### Task statement
Please write out every line of the material below word for word, leaving out the pictures.
——————————
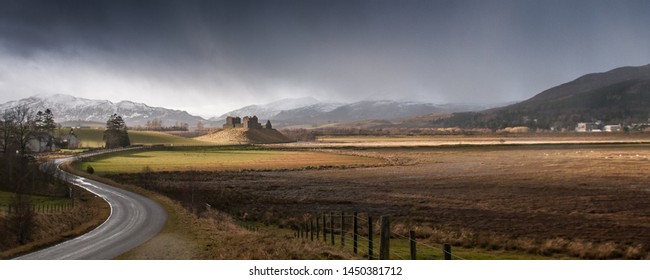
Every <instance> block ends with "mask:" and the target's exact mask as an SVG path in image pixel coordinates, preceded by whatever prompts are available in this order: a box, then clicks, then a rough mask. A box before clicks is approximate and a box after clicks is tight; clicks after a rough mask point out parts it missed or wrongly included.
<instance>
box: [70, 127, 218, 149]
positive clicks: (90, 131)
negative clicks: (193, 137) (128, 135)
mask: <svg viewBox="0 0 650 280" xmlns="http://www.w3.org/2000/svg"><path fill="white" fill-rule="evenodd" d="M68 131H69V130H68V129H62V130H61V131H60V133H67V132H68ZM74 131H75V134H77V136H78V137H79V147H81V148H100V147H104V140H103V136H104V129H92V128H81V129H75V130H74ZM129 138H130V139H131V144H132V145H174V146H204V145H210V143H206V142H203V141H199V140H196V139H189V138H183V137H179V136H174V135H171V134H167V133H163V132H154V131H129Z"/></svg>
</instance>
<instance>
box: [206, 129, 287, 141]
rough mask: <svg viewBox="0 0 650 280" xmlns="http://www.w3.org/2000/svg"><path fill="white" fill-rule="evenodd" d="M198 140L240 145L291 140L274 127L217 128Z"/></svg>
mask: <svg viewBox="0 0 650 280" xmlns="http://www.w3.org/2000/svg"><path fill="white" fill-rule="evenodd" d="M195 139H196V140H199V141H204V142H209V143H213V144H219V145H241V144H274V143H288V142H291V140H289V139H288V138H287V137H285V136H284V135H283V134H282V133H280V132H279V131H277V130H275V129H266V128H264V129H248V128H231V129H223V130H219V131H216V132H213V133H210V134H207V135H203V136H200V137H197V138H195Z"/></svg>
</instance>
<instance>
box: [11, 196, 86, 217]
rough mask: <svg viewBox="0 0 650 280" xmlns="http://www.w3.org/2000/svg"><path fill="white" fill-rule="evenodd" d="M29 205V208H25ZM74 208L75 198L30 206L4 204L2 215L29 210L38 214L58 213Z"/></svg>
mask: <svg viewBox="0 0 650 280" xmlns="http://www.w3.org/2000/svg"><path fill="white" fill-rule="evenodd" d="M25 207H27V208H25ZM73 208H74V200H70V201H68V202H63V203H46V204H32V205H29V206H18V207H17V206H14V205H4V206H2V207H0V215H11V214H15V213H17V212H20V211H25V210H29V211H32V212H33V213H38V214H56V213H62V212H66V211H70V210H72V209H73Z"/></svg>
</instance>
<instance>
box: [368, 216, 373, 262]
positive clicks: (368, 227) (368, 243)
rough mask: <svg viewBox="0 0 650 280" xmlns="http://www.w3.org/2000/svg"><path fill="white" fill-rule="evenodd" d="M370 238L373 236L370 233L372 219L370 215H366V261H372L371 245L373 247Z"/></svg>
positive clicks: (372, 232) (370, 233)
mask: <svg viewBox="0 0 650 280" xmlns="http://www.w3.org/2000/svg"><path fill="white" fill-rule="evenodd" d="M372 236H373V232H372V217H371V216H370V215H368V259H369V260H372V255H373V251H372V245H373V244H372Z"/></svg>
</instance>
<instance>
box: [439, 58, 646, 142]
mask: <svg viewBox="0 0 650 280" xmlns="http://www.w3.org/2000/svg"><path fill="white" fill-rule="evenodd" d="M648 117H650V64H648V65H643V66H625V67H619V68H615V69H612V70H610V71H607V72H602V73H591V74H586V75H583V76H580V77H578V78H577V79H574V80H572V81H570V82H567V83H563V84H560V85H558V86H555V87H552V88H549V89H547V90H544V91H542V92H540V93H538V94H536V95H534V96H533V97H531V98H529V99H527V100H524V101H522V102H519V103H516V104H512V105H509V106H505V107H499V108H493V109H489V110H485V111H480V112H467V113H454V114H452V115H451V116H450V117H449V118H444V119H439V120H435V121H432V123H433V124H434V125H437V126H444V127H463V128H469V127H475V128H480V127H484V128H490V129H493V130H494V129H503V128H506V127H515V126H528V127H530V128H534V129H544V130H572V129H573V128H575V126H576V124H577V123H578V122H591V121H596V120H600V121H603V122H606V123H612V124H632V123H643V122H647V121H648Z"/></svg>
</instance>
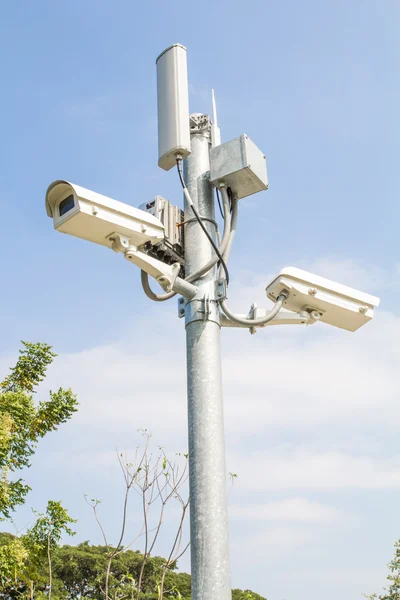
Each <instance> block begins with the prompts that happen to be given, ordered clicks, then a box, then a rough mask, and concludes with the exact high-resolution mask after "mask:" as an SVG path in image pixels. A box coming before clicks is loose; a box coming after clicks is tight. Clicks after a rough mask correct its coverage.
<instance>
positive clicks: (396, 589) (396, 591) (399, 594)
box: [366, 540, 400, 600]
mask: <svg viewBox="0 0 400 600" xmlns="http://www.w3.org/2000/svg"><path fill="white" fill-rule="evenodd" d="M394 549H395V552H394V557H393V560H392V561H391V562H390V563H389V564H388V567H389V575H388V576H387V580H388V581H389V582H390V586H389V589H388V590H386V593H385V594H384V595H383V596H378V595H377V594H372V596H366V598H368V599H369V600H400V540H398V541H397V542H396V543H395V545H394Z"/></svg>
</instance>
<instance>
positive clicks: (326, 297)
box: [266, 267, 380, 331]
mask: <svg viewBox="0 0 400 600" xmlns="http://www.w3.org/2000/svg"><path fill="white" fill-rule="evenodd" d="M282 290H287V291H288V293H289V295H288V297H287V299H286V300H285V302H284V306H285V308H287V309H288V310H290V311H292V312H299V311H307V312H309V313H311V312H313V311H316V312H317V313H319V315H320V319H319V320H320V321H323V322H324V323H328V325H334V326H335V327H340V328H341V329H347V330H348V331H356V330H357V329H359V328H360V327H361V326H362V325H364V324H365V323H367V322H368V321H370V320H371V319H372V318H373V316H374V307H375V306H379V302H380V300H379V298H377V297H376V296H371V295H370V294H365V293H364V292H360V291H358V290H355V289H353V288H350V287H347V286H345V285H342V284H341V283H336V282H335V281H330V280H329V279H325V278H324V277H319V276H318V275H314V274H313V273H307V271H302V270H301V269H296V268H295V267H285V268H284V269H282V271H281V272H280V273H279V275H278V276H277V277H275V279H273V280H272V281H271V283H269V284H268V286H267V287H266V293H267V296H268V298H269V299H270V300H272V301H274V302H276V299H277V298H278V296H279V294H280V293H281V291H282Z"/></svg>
——————————
### Exercise output
Every <instance> block ends with "mask:" and the target's exact mask as an SVG path in image pixel coordinates, preceded by whatever prompts are available in this order: a box, then clicks, then a rough mask. A box before clicks is approximate and a box after clicks is tight; clicks after a rough mask point out parts it missed or wrongly included.
<instance>
box: [70, 127, 218, 149]
positive clicks: (90, 131)
negative clicks: (193, 137) (128, 135)
mask: <svg viewBox="0 0 650 280" xmlns="http://www.w3.org/2000/svg"><path fill="white" fill-rule="evenodd" d="M68 131H69V130H68V129H62V130H61V131H60V133H67V132H68ZM74 131H75V134H77V136H78V137H79V147H81V148H100V147H104V140H103V136H104V129H92V128H81V129H75V130H74ZM129 138H130V139H131V144H132V145H174V146H204V145H210V143H206V142H203V141H199V140H196V139H189V138H183V137H179V136H174V135H171V134H167V133H163V132H154V131H129Z"/></svg>
</instance>
<instance>
box: [206, 129, 287, 141]
rough mask: <svg viewBox="0 0 650 280" xmlns="http://www.w3.org/2000/svg"><path fill="white" fill-rule="evenodd" d="M198 140L240 145L291 140L274 127L217 128Z"/></svg>
mask: <svg viewBox="0 0 650 280" xmlns="http://www.w3.org/2000/svg"><path fill="white" fill-rule="evenodd" d="M195 139H196V140H199V141H204V142H209V143H213V144H219V145H241V144H274V143H288V142H291V140H289V139H288V138H287V137H285V136H284V135H283V134H282V133H280V132H279V131H277V130H275V129H266V128H264V129H248V128H231V129H223V130H219V131H216V132H213V133H210V134H207V135H203V136H200V137H197V138H195Z"/></svg>
</instance>
<instance>
box: [11, 196, 86, 217]
rough mask: <svg viewBox="0 0 650 280" xmlns="http://www.w3.org/2000/svg"><path fill="white" fill-rule="evenodd" d="M29 205V208H25ZM74 208L75 198L30 206L4 204L2 215L29 210L38 214L58 213Z"/></svg>
mask: <svg viewBox="0 0 650 280" xmlns="http://www.w3.org/2000/svg"><path fill="white" fill-rule="evenodd" d="M25 207H27V208H25ZM73 208H74V200H70V201H68V202H63V203H46V204H32V205H29V206H18V207H17V206H14V205H4V206H2V207H0V215H11V214H15V213H17V212H20V211H25V210H29V211H32V212H33V213H38V214H56V213H62V212H66V211H70V210H72V209H73Z"/></svg>
</instance>
<instance>
box: [368, 216, 373, 262]
positive clicks: (368, 227) (368, 243)
rough mask: <svg viewBox="0 0 650 280" xmlns="http://www.w3.org/2000/svg"><path fill="white" fill-rule="evenodd" d="M370 238L373 236L370 233L372 219L370 215H366V261H372L371 245L373 247Z"/></svg>
positive clicks: (372, 232) (370, 233)
mask: <svg viewBox="0 0 650 280" xmlns="http://www.w3.org/2000/svg"><path fill="white" fill-rule="evenodd" d="M372 236H373V232H372V217H371V216H370V215H368V259H369V260H372V255H373V251H372V245H373V244H372Z"/></svg>
</instance>
<instance>
box: [439, 58, 646, 142]
mask: <svg viewBox="0 0 650 280" xmlns="http://www.w3.org/2000/svg"><path fill="white" fill-rule="evenodd" d="M648 117H650V64H648V65H643V66H625V67H619V68H615V69H612V70H610V71H607V72H602V73H591V74H586V75H583V76H580V77H578V78H577V79H574V80H572V81H570V82H567V83H563V84H560V85H558V86H555V87H552V88H549V89H547V90H544V91H542V92H540V93H538V94H536V95H534V96H533V97H531V98H529V99H527V100H524V101H522V102H519V103H516V104H512V105H509V106H505V107H499V108H493V109H489V110H485V111H480V112H467V113H454V114H452V115H451V116H450V117H449V118H444V119H439V120H435V121H432V123H433V124H434V125H437V126H444V127H463V128H469V127H475V128H480V127H484V128H490V129H493V130H494V129H503V128H506V127H515V126H528V127H530V128H534V129H544V130H572V129H573V128H575V126H576V124H577V123H578V122H591V121H596V120H600V121H603V122H606V123H612V124H632V123H643V122H647V121H648Z"/></svg>
</instance>
Each <instance> block begins with the prompts that happen to be given, ordered clicks, then a box, then a rough mask, and concludes with the exact high-resolution mask after "mask:" as an SVG path in image pixels. A box coming before clicks is loose; a box coming after clicks is tight. Clicks after a rough mask correct its coverage.
<instance>
positive clicks: (396, 589) (396, 591) (399, 594)
box: [366, 540, 400, 600]
mask: <svg viewBox="0 0 400 600" xmlns="http://www.w3.org/2000/svg"><path fill="white" fill-rule="evenodd" d="M394 549H395V552H394V557H393V560H392V561H391V562H390V563H389V564H388V567H389V575H388V576H387V580H388V581H389V582H390V586H389V589H388V590H386V593H385V594H384V595H383V596H378V595H377V594H372V596H366V598H368V599H369V600H400V540H398V541H397V542H396V543H395V545H394Z"/></svg>
</instance>
<instance>
positive clicks: (326, 297)
box: [266, 267, 380, 331]
mask: <svg viewBox="0 0 400 600" xmlns="http://www.w3.org/2000/svg"><path fill="white" fill-rule="evenodd" d="M282 290H287V291H288V293H289V295H288V297H287V299H286V300H285V302H284V306H285V308H287V309H288V310H290V311H292V312H299V311H307V312H309V313H311V312H313V311H316V312H317V313H319V315H320V319H319V320H320V321H323V322H324V323H328V325H334V326H335V327H340V328H341V329H347V330H348V331H356V330H357V329H359V328H360V327H361V326H362V325H364V324H365V323H367V322H368V321H370V320H371V319H372V318H373V316H374V307H375V306H379V302H380V300H379V298H377V297H376V296H371V295H370V294H365V293H364V292H360V291H358V290H355V289H353V288H350V287H347V286H345V285H342V284H341V283H336V282H335V281H330V280H329V279H325V278H324V277H319V276H318V275H314V274H313V273H307V271H302V270H301V269H296V268H295V267H285V268H284V269H282V271H281V272H280V273H279V275H278V276H277V277H275V279H273V280H272V281H271V283H269V284H268V286H267V287H266V293H267V296H268V298H269V299H270V300H272V301H274V302H276V299H277V298H278V296H279V294H280V293H281V291H282Z"/></svg>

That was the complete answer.